> **What is expected**
The listing below contains a span that opens with the line containing "point: turquoise water" and closes with the line containing "point: black wetsuit". Return that span exactly.
===== Data to process
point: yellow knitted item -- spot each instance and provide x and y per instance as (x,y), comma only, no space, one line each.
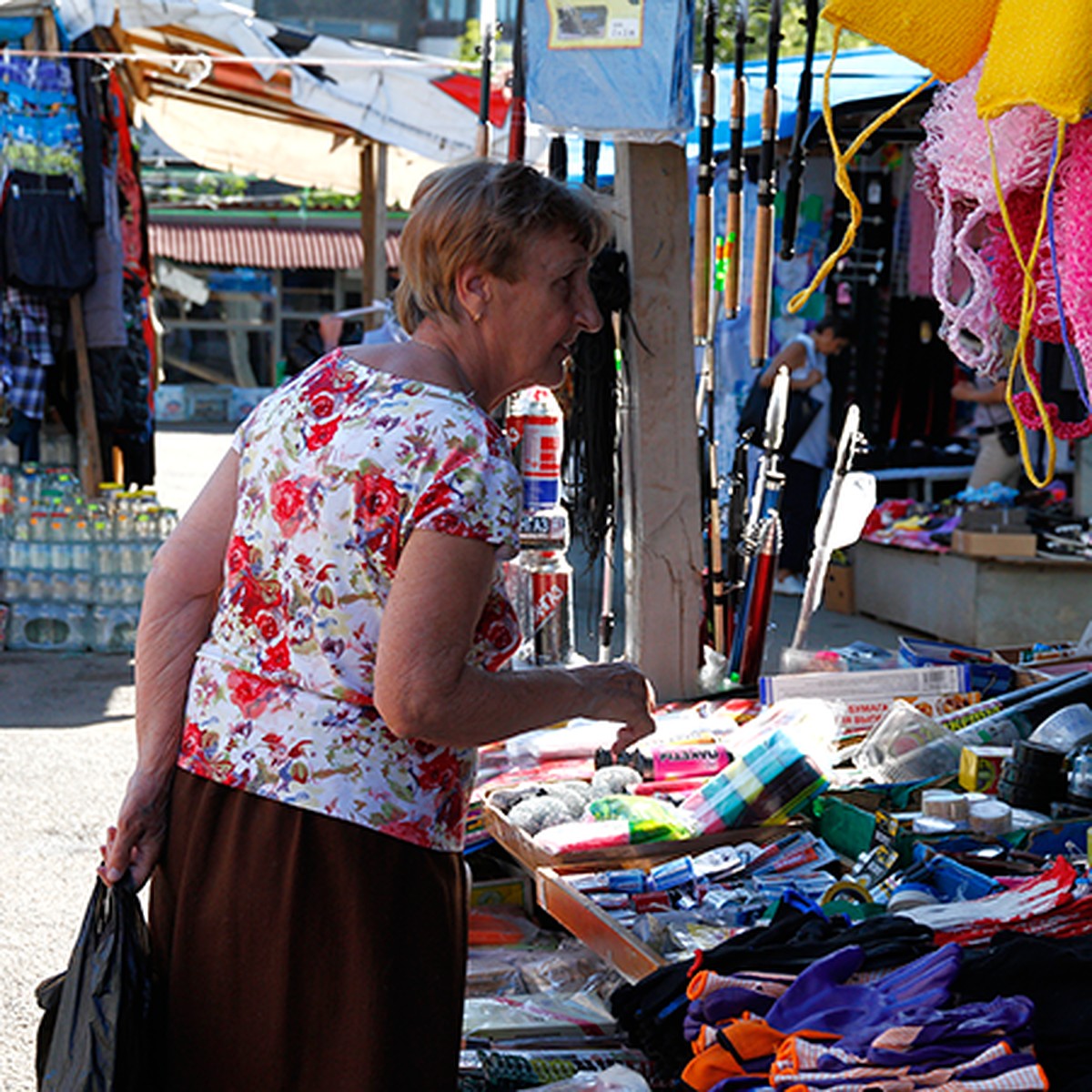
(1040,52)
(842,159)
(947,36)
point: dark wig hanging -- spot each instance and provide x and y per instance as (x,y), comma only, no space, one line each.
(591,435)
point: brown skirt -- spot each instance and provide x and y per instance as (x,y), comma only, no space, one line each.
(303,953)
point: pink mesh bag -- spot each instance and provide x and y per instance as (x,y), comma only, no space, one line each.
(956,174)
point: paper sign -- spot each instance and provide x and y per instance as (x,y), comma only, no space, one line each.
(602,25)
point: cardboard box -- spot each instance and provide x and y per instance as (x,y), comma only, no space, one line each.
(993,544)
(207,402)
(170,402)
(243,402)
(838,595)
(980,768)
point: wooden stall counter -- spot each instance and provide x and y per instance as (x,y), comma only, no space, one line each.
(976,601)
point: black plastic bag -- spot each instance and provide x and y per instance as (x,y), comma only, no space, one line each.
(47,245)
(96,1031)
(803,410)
==========
===== Data to process
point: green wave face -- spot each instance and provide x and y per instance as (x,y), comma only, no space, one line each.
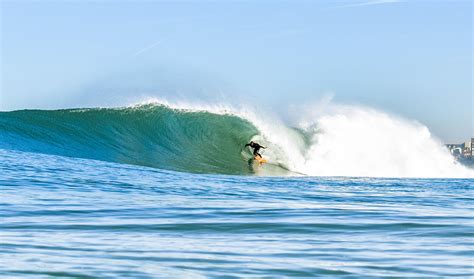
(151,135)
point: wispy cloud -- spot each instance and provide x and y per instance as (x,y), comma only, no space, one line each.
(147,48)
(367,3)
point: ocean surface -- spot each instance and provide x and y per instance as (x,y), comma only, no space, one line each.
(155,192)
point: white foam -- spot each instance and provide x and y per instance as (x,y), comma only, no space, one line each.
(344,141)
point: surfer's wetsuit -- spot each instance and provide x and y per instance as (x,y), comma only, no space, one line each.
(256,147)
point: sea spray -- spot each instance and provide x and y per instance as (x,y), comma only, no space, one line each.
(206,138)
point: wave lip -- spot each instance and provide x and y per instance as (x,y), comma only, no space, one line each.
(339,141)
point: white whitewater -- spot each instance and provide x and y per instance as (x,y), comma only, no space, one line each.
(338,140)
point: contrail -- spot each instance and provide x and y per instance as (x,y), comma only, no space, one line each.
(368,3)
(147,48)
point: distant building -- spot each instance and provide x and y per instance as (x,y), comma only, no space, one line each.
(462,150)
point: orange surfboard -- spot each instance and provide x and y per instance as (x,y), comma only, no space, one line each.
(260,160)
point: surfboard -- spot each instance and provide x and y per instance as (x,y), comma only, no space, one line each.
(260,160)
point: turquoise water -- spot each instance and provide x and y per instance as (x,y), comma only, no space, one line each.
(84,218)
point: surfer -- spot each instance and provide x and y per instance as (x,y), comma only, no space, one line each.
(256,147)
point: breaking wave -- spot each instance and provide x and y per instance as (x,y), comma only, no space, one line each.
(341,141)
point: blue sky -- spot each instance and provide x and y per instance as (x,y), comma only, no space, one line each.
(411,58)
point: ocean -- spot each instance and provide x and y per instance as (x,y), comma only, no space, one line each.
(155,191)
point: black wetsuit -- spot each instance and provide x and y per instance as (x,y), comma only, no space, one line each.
==========
> **Answer**
point: turquoise water -- spot each instance and provide x and y per instance as (x,y), comma only, no space, one line each.
(84,218)
point: surfer -- spot each instance and provide x and y per instance as (x,y), comma only, no space, one line each.
(256,147)
point: breaking wave -- spot each instance and provide x and y per instance as (x,y), comma only, no space, one line each.
(341,141)
point: blue sky -- spot each instance and provide x and y per instance as (x,y), comma only, no space, one line each.
(411,58)
point: ocean -- spot each instance and provide x and y per instance as (x,y), comma only, no space, one line each.
(155,191)
point: black wetsuit -- spot each instance and provide x and y per instance as (x,y), comma only, no space, one line each.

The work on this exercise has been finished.